## WORK TASK
An exact, complete copy of the data is all that is needed.

## TASK INPUT

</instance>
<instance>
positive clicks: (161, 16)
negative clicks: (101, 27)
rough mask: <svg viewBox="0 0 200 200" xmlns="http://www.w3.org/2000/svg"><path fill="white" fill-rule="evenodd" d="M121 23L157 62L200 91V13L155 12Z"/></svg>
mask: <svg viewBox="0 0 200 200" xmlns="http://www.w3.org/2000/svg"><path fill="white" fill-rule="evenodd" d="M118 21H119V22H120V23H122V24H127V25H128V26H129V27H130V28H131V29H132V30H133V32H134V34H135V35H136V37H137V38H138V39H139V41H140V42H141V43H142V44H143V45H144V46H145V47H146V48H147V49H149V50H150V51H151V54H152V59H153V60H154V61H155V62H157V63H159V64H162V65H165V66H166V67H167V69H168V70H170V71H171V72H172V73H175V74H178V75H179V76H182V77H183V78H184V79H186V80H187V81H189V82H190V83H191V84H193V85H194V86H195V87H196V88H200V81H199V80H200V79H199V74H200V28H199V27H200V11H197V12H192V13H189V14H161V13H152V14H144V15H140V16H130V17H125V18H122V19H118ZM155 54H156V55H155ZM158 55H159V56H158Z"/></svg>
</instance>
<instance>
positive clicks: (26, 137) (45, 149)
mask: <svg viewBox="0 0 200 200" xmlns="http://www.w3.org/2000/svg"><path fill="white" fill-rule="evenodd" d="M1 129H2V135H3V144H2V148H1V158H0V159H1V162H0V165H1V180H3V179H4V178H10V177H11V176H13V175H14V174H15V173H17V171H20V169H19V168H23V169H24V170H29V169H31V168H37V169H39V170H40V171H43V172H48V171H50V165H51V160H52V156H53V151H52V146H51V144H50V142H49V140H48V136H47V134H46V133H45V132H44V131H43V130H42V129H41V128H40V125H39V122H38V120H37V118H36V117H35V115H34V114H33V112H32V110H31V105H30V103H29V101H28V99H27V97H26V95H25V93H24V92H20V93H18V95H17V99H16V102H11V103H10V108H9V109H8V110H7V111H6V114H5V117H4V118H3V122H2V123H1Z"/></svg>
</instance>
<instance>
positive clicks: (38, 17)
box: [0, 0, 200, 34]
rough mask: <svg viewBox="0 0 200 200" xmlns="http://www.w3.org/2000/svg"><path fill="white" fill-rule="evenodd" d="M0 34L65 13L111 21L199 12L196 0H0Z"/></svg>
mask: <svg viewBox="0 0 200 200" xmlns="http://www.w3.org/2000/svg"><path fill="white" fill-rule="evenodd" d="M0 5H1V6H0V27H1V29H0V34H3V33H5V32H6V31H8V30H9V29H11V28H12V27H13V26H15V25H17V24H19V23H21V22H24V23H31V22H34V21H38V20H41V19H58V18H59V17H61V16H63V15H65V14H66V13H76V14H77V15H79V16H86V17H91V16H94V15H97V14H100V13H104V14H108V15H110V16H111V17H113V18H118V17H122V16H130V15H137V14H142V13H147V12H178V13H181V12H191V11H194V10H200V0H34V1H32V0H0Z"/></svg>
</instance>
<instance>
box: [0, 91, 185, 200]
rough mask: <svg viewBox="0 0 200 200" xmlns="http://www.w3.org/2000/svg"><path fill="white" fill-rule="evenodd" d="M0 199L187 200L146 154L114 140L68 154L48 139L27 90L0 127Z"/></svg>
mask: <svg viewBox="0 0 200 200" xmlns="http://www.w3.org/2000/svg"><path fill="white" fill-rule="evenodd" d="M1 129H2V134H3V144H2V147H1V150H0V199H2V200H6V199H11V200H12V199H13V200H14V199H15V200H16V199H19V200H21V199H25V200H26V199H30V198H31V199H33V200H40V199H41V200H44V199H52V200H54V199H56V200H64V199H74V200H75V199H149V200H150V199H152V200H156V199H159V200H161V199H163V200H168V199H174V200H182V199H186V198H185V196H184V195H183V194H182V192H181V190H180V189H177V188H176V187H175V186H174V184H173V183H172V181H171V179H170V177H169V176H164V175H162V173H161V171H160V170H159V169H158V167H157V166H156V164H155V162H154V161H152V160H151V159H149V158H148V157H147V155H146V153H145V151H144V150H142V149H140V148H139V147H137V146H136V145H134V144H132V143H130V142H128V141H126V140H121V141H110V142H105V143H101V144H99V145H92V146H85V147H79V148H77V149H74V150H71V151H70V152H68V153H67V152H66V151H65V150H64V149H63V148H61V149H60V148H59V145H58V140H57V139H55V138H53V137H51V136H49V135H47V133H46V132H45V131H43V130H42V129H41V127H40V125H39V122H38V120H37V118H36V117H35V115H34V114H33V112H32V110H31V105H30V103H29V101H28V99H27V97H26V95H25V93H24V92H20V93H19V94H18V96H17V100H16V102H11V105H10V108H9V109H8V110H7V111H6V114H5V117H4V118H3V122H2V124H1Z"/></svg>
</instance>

## ANSWER BOX
</instance>
<instance>
positive clicks: (161, 16)
negative clicks: (101, 27)
rough mask: <svg viewBox="0 0 200 200" xmlns="http://www.w3.org/2000/svg"><path fill="white" fill-rule="evenodd" d="M121 23L157 62L200 91V13L155 12Z"/></svg>
mask: <svg viewBox="0 0 200 200" xmlns="http://www.w3.org/2000/svg"><path fill="white" fill-rule="evenodd" d="M118 21H119V22H120V23H122V24H127V25H128V26H129V27H130V28H131V29H132V30H133V32H134V34H135V35H136V37H137V38H138V39H139V41H140V42H141V43H142V44H143V45H144V46H145V47H146V48H147V49H149V50H150V51H151V54H152V59H153V60H154V61H155V62H157V63H159V64H162V65H165V66H166V67H167V69H168V70H170V71H171V72H172V73H175V74H178V75H179V76H182V77H183V78H184V79H186V80H187V81H189V82H190V83H191V84H193V85H194V86H195V87H196V88H200V81H199V80H200V79H199V74H200V28H199V27H200V11H197V12H192V13H189V14H161V13H152V14H144V15H140V16H130V17H125V18H122V19H118ZM155 54H156V55H155ZM158 55H159V56H158Z"/></svg>
</instance>
<instance>
positive clicks: (26, 137) (45, 149)
mask: <svg viewBox="0 0 200 200" xmlns="http://www.w3.org/2000/svg"><path fill="white" fill-rule="evenodd" d="M1 129H2V135H3V144H2V148H1V158H0V159H1V162H0V165H1V180H3V179H4V178H10V177H11V176H13V175H14V174H15V173H17V171H20V169H19V168H23V169H24V170H29V169H31V168H37V169H39V170H40V171H43V172H48V171H50V165H51V160H52V156H53V151H52V146H51V144H50V142H49V140H48V136H47V134H46V133H45V132H44V131H43V130H42V129H41V128H40V125H39V122H38V120H37V118H36V117H35V115H34V114H33V112H32V110H31V105H30V103H29V101H28V99H27V97H26V95H25V93H24V92H20V93H18V95H17V99H16V102H11V103H10V108H9V109H8V110H7V111H6V114H5V117H4V118H3V122H2V123H1Z"/></svg>
</instance>
<instance>
positive clicks: (38, 17)
box: [0, 0, 200, 34]
rough mask: <svg viewBox="0 0 200 200" xmlns="http://www.w3.org/2000/svg"><path fill="white" fill-rule="evenodd" d="M0 34L65 13L111 21L199 12L196 0H0Z"/></svg>
mask: <svg viewBox="0 0 200 200" xmlns="http://www.w3.org/2000/svg"><path fill="white" fill-rule="evenodd" d="M0 5H1V6H0V27H1V29H0V34H3V33H5V32H6V31H8V30H9V29H11V28H12V27H13V26H15V25H17V24H19V23H21V22H24V23H31V22H34V21H38V20H41V19H58V18H59V17H61V16H63V15H65V14H66V13H76V14H77V15H79V16H86V17H91V16H94V15H97V14H100V13H104V14H108V15H110V16H111V17H113V18H118V17H122V16H130V15H137V14H142V13H147V12H178V13H181V12H191V11H194V10H200V0H34V1H32V0H0Z"/></svg>
</instance>
<instance>
box: [0, 91, 185, 200]
rough mask: <svg viewBox="0 0 200 200" xmlns="http://www.w3.org/2000/svg"><path fill="white" fill-rule="evenodd" d="M0 199L187 200L146 154L114 140L68 154L48 139L27 90L0 127Z"/></svg>
mask: <svg viewBox="0 0 200 200" xmlns="http://www.w3.org/2000/svg"><path fill="white" fill-rule="evenodd" d="M1 129H2V134H3V144H2V147H1V150H0V199H2V200H6V199H11V200H12V199H13V200H14V199H15V200H16V199H19V200H21V199H25V200H26V199H30V198H31V199H33V200H40V199H41V200H44V199H52V200H54V199H56V200H64V199H74V200H75V199H149V200H150V199H152V200H156V199H159V200H161V199H163V200H168V199H174V200H182V199H186V198H185V196H184V195H183V194H182V192H181V190H180V189H177V188H176V187H175V186H174V184H173V183H172V181H171V179H170V177H169V176H164V175H162V173H161V171H160V170H159V169H158V167H157V166H156V164H155V162H154V161H152V160H151V159H149V158H148V157H147V155H146V153H145V151H144V150H142V149H140V148H139V147H137V146H136V145H134V144H132V143H130V142H128V141H126V140H121V141H110V142H105V143H101V144H99V145H92V146H85V147H79V148H77V149H74V150H71V151H70V152H68V153H67V152H66V151H65V150H64V149H63V148H61V149H60V148H59V145H58V140H57V139H55V138H53V137H51V136H49V135H47V133H46V132H45V131H43V130H42V129H41V127H40V125H39V122H38V120H37V118H36V117H35V115H34V114H33V112H32V110H31V105H30V103H29V101H28V99H27V97H26V95H25V93H24V92H20V93H19V94H18V96H17V100H16V102H11V105H10V108H9V109H8V110H7V111H6V114H5V117H4V118H3V122H2V124H1Z"/></svg>
</instance>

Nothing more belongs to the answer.